Excerpt from the dataset
◇ ◇ ◇ ◇ ◇ ◇ ◇

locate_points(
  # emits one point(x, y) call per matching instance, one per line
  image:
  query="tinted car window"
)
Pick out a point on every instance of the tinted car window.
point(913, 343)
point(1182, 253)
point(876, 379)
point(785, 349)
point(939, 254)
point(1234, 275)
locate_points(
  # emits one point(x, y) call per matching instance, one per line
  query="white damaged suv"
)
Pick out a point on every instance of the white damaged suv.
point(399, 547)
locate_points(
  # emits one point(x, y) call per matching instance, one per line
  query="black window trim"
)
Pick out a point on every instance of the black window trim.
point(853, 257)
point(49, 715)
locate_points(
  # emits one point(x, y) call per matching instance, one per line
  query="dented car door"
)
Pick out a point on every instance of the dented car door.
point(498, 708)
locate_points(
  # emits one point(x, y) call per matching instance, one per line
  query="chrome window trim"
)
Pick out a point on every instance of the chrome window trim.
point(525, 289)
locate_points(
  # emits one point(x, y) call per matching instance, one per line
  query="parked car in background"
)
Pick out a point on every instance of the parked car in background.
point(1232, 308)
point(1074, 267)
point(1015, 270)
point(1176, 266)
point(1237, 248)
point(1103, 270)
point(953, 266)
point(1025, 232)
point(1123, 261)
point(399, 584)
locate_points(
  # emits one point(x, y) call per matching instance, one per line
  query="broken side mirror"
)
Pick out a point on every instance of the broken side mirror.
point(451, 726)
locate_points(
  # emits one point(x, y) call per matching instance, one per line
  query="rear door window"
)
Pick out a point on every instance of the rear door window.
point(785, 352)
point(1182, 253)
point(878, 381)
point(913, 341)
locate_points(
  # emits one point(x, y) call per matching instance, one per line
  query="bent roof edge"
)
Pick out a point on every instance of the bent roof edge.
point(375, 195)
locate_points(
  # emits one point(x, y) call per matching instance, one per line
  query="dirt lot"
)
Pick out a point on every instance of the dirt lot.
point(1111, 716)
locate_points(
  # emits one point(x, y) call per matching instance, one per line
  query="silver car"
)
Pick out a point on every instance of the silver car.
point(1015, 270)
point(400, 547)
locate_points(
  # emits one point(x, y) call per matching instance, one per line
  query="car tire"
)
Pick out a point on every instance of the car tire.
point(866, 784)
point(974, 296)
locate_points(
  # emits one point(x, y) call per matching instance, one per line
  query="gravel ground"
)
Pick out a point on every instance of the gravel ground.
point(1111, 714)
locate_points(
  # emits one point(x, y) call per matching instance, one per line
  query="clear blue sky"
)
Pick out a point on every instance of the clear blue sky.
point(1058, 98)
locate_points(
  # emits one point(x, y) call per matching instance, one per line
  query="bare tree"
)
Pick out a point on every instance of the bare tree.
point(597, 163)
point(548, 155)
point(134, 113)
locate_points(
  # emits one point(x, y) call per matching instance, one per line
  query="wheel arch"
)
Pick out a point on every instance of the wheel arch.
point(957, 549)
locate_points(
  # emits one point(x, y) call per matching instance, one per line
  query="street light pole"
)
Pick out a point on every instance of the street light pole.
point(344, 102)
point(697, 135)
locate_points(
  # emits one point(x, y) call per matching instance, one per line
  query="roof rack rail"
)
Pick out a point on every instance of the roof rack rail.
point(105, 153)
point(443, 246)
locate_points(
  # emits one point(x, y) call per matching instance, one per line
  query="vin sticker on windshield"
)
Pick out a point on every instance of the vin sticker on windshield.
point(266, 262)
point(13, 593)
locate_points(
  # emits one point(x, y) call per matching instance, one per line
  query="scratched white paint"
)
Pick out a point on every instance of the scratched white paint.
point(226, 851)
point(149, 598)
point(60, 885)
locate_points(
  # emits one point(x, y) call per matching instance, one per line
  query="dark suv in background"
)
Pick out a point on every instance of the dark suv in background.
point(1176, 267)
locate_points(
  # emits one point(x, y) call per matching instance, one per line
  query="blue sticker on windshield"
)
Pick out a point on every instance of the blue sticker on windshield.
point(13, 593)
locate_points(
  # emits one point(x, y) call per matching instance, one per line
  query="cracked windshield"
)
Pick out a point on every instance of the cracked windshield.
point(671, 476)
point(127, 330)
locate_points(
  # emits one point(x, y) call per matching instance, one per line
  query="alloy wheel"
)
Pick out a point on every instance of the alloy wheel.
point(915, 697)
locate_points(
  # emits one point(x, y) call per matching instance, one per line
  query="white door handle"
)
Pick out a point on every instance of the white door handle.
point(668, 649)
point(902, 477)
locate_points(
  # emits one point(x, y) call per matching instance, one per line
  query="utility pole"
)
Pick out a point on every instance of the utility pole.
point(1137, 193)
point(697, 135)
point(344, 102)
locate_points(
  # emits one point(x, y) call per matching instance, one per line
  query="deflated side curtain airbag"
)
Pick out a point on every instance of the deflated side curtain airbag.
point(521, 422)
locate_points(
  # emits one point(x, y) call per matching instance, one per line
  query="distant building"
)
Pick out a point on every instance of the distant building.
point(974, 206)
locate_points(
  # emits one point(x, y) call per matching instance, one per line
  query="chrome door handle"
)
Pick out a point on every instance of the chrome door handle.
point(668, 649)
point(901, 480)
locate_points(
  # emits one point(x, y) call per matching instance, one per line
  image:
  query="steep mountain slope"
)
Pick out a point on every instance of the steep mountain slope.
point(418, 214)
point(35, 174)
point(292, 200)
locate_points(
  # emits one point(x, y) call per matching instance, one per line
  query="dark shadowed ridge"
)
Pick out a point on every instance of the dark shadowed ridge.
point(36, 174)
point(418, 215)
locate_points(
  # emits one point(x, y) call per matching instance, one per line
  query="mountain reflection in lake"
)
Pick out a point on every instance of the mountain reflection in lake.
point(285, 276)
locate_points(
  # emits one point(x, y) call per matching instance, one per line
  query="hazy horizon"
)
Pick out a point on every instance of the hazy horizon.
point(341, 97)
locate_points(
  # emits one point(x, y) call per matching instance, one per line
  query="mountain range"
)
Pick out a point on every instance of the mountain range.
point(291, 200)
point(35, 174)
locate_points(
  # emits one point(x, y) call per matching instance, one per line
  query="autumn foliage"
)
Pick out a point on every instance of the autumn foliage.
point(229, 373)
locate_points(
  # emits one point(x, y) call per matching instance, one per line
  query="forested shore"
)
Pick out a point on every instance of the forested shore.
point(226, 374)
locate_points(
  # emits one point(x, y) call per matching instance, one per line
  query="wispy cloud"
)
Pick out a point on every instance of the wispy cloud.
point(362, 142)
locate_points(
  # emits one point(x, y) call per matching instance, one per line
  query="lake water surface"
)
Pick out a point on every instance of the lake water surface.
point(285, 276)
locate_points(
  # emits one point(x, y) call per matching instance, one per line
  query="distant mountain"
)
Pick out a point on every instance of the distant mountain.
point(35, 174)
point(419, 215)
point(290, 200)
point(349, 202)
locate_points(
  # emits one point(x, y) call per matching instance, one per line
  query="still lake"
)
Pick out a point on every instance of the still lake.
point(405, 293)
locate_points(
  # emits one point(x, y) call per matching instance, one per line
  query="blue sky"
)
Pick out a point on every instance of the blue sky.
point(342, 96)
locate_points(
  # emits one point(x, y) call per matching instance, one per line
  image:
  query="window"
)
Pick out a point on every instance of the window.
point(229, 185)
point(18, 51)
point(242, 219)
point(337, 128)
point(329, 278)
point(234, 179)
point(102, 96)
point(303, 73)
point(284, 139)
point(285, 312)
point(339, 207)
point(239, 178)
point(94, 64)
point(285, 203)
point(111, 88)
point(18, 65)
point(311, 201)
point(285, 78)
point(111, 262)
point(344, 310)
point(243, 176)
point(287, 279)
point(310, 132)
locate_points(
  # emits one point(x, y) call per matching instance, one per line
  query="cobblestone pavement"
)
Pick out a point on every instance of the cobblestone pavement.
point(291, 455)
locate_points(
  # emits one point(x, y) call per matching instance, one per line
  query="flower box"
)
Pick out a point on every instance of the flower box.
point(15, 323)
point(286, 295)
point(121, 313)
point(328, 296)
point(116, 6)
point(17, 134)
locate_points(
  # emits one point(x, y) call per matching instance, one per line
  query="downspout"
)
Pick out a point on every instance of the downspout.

◇ ◇ ◇ ◇ ◇ ◇ ◇

**Short exercise**
Reproduce verbatim the lines of the excerpt above, from its first line through the line containing "point(399, 547)", with both of those lines included.

**Finished answer**
locate_points(
  # emits one point(x, y) call per matching instance, one per line
  image:
  query="tinted car window"
)
Pick out a point on every instance of the tinted car window.
point(913, 343)
point(1182, 253)
point(876, 379)
point(785, 349)
point(939, 254)
point(1234, 275)
locate_points(
  # emits one point(x, y) call per matching instance, one per line
  query="white damaged suv"
)
Pick out a point on every instance of the white damaged suv.
point(399, 547)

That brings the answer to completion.